GIVEN TASK
Return all of the data exactly as written, without the pictures.

SUPPLIED MATERIAL
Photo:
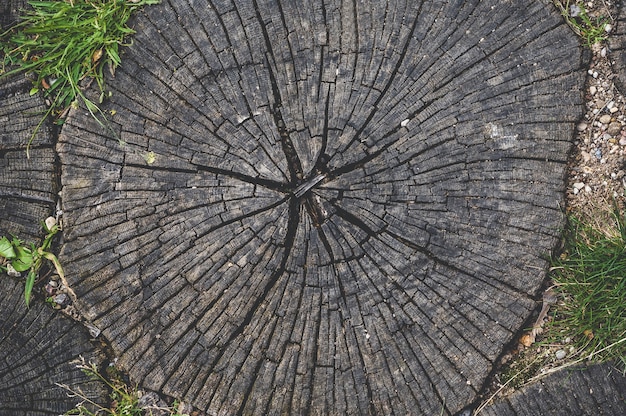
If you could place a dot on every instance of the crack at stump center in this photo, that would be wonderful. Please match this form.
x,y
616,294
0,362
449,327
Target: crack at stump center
x,y
308,185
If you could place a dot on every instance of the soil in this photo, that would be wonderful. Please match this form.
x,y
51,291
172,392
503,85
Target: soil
x,y
596,185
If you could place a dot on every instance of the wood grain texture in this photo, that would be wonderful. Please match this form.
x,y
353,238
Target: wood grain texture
x,y
38,348
596,390
28,186
350,206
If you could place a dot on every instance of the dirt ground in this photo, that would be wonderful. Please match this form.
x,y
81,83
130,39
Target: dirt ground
x,y
596,182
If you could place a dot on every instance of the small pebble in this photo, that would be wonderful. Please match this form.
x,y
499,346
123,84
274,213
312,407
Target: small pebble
x,y
61,299
598,154
585,155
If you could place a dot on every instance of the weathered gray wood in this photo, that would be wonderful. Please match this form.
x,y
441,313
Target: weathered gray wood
x,y
28,186
38,349
38,346
227,274
595,390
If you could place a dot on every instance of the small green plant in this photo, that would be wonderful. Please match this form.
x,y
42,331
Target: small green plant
x,y
125,401
591,278
591,30
17,257
66,44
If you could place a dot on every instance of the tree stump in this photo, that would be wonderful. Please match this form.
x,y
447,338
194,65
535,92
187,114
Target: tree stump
x,y
28,186
38,349
349,206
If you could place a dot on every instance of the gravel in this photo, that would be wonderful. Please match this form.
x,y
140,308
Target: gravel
x,y
597,169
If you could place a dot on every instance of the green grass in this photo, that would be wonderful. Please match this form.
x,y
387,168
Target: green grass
x,y
591,279
124,399
591,29
17,257
66,45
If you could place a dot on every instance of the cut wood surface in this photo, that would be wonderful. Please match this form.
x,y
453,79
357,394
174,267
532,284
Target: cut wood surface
x,y
597,390
350,203
38,349
28,186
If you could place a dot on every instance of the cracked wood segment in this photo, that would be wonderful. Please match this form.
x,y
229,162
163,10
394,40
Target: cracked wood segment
x,y
350,206
38,348
599,389
27,185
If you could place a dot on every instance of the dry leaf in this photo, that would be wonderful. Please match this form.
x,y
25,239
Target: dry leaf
x,y
526,340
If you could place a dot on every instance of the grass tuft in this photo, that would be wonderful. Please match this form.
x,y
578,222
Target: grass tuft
x,y
591,29
591,278
66,45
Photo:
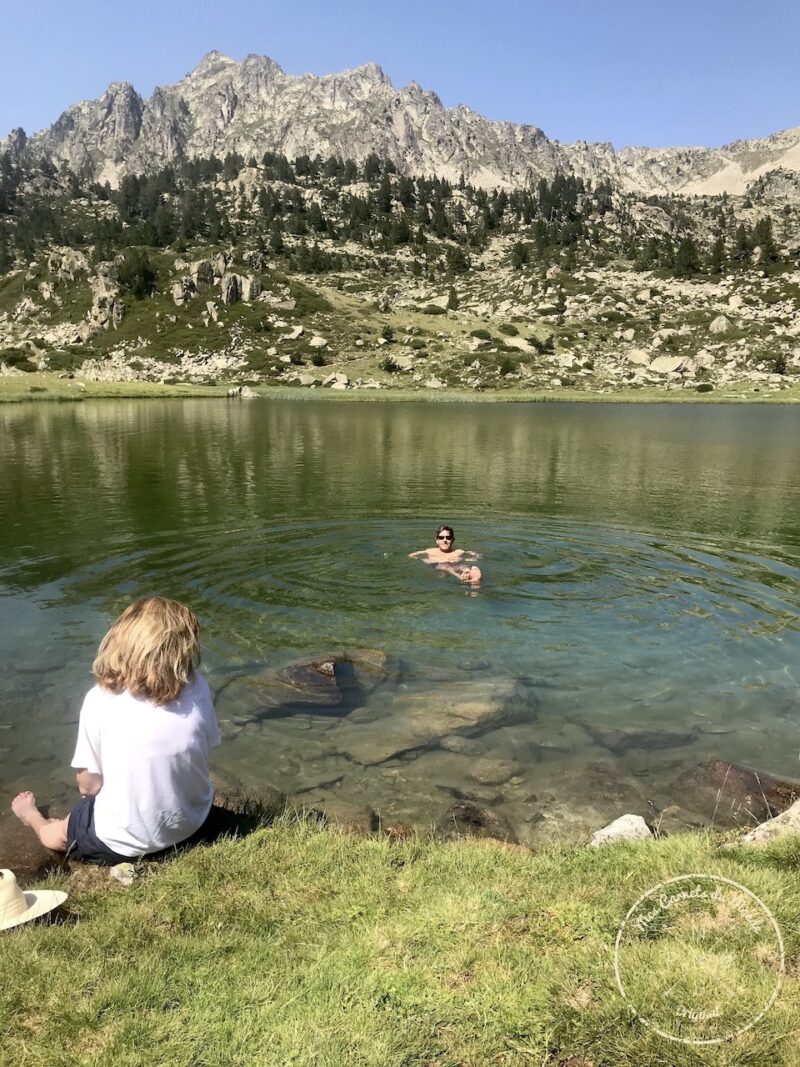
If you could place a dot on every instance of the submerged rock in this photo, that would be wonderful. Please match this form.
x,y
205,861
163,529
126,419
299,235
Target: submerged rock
x,y
358,818
731,794
332,683
787,823
620,739
420,720
468,819
491,771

RESPONSE TO THIS TASK
Photo:
If you could place a dot on every instance of the crack at stump center in this photo, that would be wonderful. Please match this form.
x,y
616,294
0,362
449,327
Target: crack at stump center
x,y
308,185
If you could place a dot on every instance of the soil in this photo, that would be wonderful. Please match this form.
x,y
51,291
172,392
503,85
Target: soil
x,y
596,185
If you could place a dot on every instance of the wood grain texture in this photo, that would be wonderful. Please match this form.
x,y
353,238
Target: wood grain texture
x,y
38,348
596,390
28,186
350,206
If you could place a dot on every instance of the dirt ground in this photo, that would be wonderful. Please match this form.
x,y
81,83
130,39
Target: dirt ground
x,y
596,182
If you could place a dot on every instance of the small pebble in this photo, that would be wonderful. Please match this form.
x,y
499,346
123,84
274,213
312,407
Target: small pebble
x,y
61,299
598,154
585,155
If you could place a dot on every instance of the weathered gray wood in this photo, that would be wonderful. Please match this form.
x,y
441,313
Target: weathered gray wood
x,y
28,186
38,349
38,346
227,274
595,390
If you could place a dot on every instance of the small green plant in this photo, that would be wonderful. Please match this form.
x,y
42,331
Target: small green plant
x,y
125,401
591,278
591,30
17,257
66,44
If you could place a dot on every instance of the tree stump in this photo, that would be wonderful. Please match this form.
x,y
447,338
194,65
535,92
187,114
Target: tree stump
x,y
28,186
38,349
349,206
If you could place a dot on every instance of the gravel in this photo, that would be wonderful. Please match this form.
x,y
140,308
Target: gravel
x,y
597,169
If you could place a dot on every instance of the green grass in this photo, that would be wonderful. Please match this form.
x,y
387,168
Target: green grass
x,y
591,279
124,399
591,29
17,257
66,45
If you could place a dot on every instance of the cut wood surface in this photo, that would be wonderful. Please match this form.
x,y
453,79
357,394
174,267
532,284
Target: cut wood surface
x,y
597,390
350,203
38,349
28,186
If you could place a dot on every instance of the cracked wood segment in this photo, that would be wonderful. Please match this form.
x,y
229,162
163,10
394,40
Target: cracked wood segment
x,y
350,206
38,348
599,389
27,185
If you could place a dot on every instance of the dry leaf in this photo, that would be wonderful. Please match this form.
x,y
25,239
Target: dry leaf
x,y
526,340
If you could place a dot on every instance of the grass tuft in this photo, that would be wonderful. Please match this form.
x,y
578,222
Target: grass tuft
x,y
591,29
591,278
66,45
Photo:
If you could place a dot on every instance of the submerged rock in this photo, that would be wonderful. Please match this form.
x,y
205,861
163,529
126,419
299,235
Target: submerged rock
x,y
358,818
731,794
332,683
787,823
620,739
420,720
468,819
491,771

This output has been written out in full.